● EXTRACT TO READ
A few weeks ago, I was spending most of my time in my kitchen preparing for a fundraiser to be held at the home of a man who likes to hold pig roasts as fundraisers for local non-profits. The deal is the same every year: he will roast the pig in his backyard. A local restauranteur will provide a few sides (collards, macaroni and cheese, sometimes a third thing TBA). There’s cole slaw, there’s white bread. And there’s salad. This year, a local health-food store volunteered to donate trays of green salad for the event, and as we discussed the plan, I agreed to make the salad dressing for the greens. This was a piece of cake, so to speak, particularly compared to making the caramel cake and coconut cake I’d already signed on to make for the dessert table.
It was Thursday evening, a few days before the pig roast, when my neighbor knocked on the door and asked me, “Do you want ten heads of lettuce?”
This isn’t a question I get asked very often. I said, “Why don’t you come in and explain to me why you happen to have ten heads of lettuce sitting around?”
She explained. She’d gotten a Peapod delivery and in the process of unpacking the bags had discovered that Peapod had given her, in addition to her order, more than a dozen heads of hydroponically-grown butter leaf lettuce. She said, “We can use maybe two or three heads, but we really can’t use all of this, so I thought I’d ask my neighbors if they wanted any.” Peapod, after all, had come and gone; there was no returning the merchandise.
I said, “You know what. I’m helping to organize a pig roast happening on Sunday, and we’ll be serving salad. I will take your lettuce and you can be assured it will go to good use.” It wasn’t that I was anticipating disaster, mind you; merely, it seemed to me that whatever salad we got from the health-food store, it could surely be happily augmented by ten heads of hydroponically-grown butter leaf lettuce.
My neighbor was thrilled to divest herself of these heads of lettuce, and the grocery bags were dumped on the floor. “We’ll put these all in the fridge and wash them later,” I told my daughter, who gawped at all the plastic clamshells full of perfect-looking lettuces. It is lucky for us that we have a second fridge in the basement, and that it happened to be nearly empty: all those clamshells of lettuce filled the shelves in that fridge, and the last three had to be crammed into the fridge in the regular, daily-use kitchen fridge.
On Saturday, during a lull in the cake frosting-and-assembling process, my daughter helped me wrangle the lettuce. I had devised a solid plan for handling this vast quantity of delicate greenery. It involved wiping down a large cooler, placing several ice packs on the bottom, and then lining the cooler with a clean cotton tablecloth. “We’re gonna wash all the lettuce now, and throw it into the cooler,” I explained. “Then we’ll fold the tablecloth gently over the lettuce, put another couple ice packs on top, and the lettuce will stay nice and cool and safe and ready to use on Sunday. We’ll just have to carry it up to the pig roast — it’ll basically be ready to go.”

● RECORD LIST

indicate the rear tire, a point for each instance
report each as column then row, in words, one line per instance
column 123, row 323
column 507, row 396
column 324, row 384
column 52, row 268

● WHAT THIS EXERCISE ASKS
a) Could you list the entries under Block 1 as a numbered list, leaving out any blank lines?
b) What happens next in the account of the pig-roast lettuce? Write a continuation that begins right after its final sentence.

● RESULTS OF THE EXERCISE
a)
1. indicate the rear tire, a point for each instance
2. report each as column then row, in words, one line per instance
3. column 123, row 323
4. column 507, row 396
5. column 324, row 384
6. column 52, row 268

b)
My daughter was all in; she loves washing lettuce now that we have a nifty salad spinner. We spent about forty minutes opening plastic clamshells and separating the lettuces from those weird balls of root system or whatever the hell those things are at the stem of the hydroponically-grown lettuce (I don’t even want to know); we washed the lettuces and spun them and tossed the clean lettuce into the cooler. Then I folded the tablecloth down, put extra last ice packs in, put the lid on the cooler, and placed the cooler jauntily by the couch, where it would serve as an end table until Sunday morning.
In the meantime, I emailed the people working on the event, saying, “Just to let you know — heads up, so to speak — I have, through a bizarre fluke, come into possession of ten heads of hydroponically grown butter leaf lettuce, and I’ve washed them and they’re stored safe and cool and clean and I’m bringing them to the pig roast just in case.” Everyone responded warily going, basically, “um, ok.” They probably thought I was nuts, but didn’t want to quibble about it with me since I was, after all, in charge of the cakes.
DAY OF EVENT.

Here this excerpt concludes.